Newcastle University will be forced to disclose licences governing its controversial experiments on primates after a tribunal ruled that they would not be exempt from freedom of information (FOI) requests.
The landmark decision by the information tribunal paves the way for other animal rights campaigners to challenge similar research universities to publicise details of their animal experiments.
The British Union for the Abolition of Vivisection (BUAV) first submitted an FOI request to the University of Newcastle in June 2008 but it was refused. The campaigners then demanded Newcastle release Home Office licences, which the institution said allowed them to conduct experiments on monkeys.
The tribunal noted on Tuesday the "strong public interest in animal welfare and transparency and accountability" in relation to animal experiments. The court also rejected claims from the university that disclosing the information would endanger its staff or prejudice commercial interests.
According to the BUAV, one of Newcastle's lead researchers had previously been refused permission to conduct similar primate experiments in Germany, as they were deemed "unethical". The university's current experiments have been discussed in three articles, but apparently do not identify any benefit for human health.
The BUAV have called the experiments "highly invasive" as they involve implanting electrodes into brains of macaques to record activity while repeatedly forcing them to undergo various tasks. The BUAV claim the monkeys were subjected to a "high level of distress" as they were forcibly restrained by the head and body.
The animals were also deprived water in order to motivate them to perform tasks, said the BUAV.
Michelle Thew, BUAV Chief Executive, said the organisation was "delighted" with the ruling.
"Once again the courts have dismissed Newcastle's attempts to hide the truth about its animal experiments. For well over three years, Newcastle University has tried every which way to avoid providing us with information.
"These are highly controversial and invasive experiments carried out on monkeys at a public institution. The public has a right to know what is happening to these poor animals and why."
The university refuted the campaigning group's claims that they will be forced to hand over the licences, saying the decision was yet to be finalised.
A spokesperson for the institution said: "The first tier tribunal has confirmed that the University should not release the full project licenses as requested by BUAV."

— Record excerpts —

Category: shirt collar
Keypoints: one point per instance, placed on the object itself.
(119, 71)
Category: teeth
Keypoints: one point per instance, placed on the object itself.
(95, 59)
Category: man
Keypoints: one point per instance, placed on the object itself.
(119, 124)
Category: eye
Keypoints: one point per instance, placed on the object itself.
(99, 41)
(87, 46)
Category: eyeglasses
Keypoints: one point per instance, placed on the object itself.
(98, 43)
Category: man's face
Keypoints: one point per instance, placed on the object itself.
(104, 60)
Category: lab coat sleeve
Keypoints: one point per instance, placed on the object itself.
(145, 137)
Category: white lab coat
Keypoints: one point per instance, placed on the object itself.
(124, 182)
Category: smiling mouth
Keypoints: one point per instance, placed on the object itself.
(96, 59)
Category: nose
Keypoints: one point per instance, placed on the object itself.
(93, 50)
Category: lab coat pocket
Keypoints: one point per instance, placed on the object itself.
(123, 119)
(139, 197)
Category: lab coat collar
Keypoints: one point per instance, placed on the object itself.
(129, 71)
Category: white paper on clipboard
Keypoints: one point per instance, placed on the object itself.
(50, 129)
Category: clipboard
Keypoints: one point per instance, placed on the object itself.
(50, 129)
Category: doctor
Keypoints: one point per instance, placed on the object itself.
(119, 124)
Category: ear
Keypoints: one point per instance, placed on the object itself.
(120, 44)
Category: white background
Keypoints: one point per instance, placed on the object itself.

— Exercises —
a. In the article on Newcastle University's primate experiments, when did the BUAV first submit its freedom of information request to the university?
b. Continue the article on Newcastle University's primate experiments from where it stops.

— Answers to the exercises —
a. June 2008.

b.
Newcastle University added a separate Court of Appeal would rule on whether the licenses could be released at all and cited the Animal Scientific Procedures Act (ASPA), which say it is an offence to do so.
But a spokesperson for BUAV told the Huffington Post UK the statement was "misleading".
"It is not the case that it would be a criminal offence under ASPA to release the licences. That is the very question which the Court of Appeal will be deciding."
The animal rights organisation claims it is possible to carry out the same studies using non-invasive imaging machines and adds it is a "fundamental principle" of UK legislation that animals should not be used where non-animal methods can provide the desired information.
But Newcastle continued to defend its research, saying: "The University carries out a small amount of scientific work on primates where no alternative for the research exists and this is fully regulated by the Home Office.
"Indeed, Newcastle University is recognised as a national Centre for the '3Rs' of animal research: reduction, replacement and refinement."
In its policy on the use of animals in research, the university states: "Newcastle University only uses animals in research programmes which are of the highest quality and where there are no alternatives.
"While new methods have enabled scientists and medical researchers to reduce work involving animals, some work must continue for further fundamental advances to be made."
But BUAV argues that "aside from the ethical issues and lack of benefit to human health", the primates used in the experiments can be replaced with human volunteers.
"Hiding behind government regulation is not acceptable", a spokesperson from the organisation added.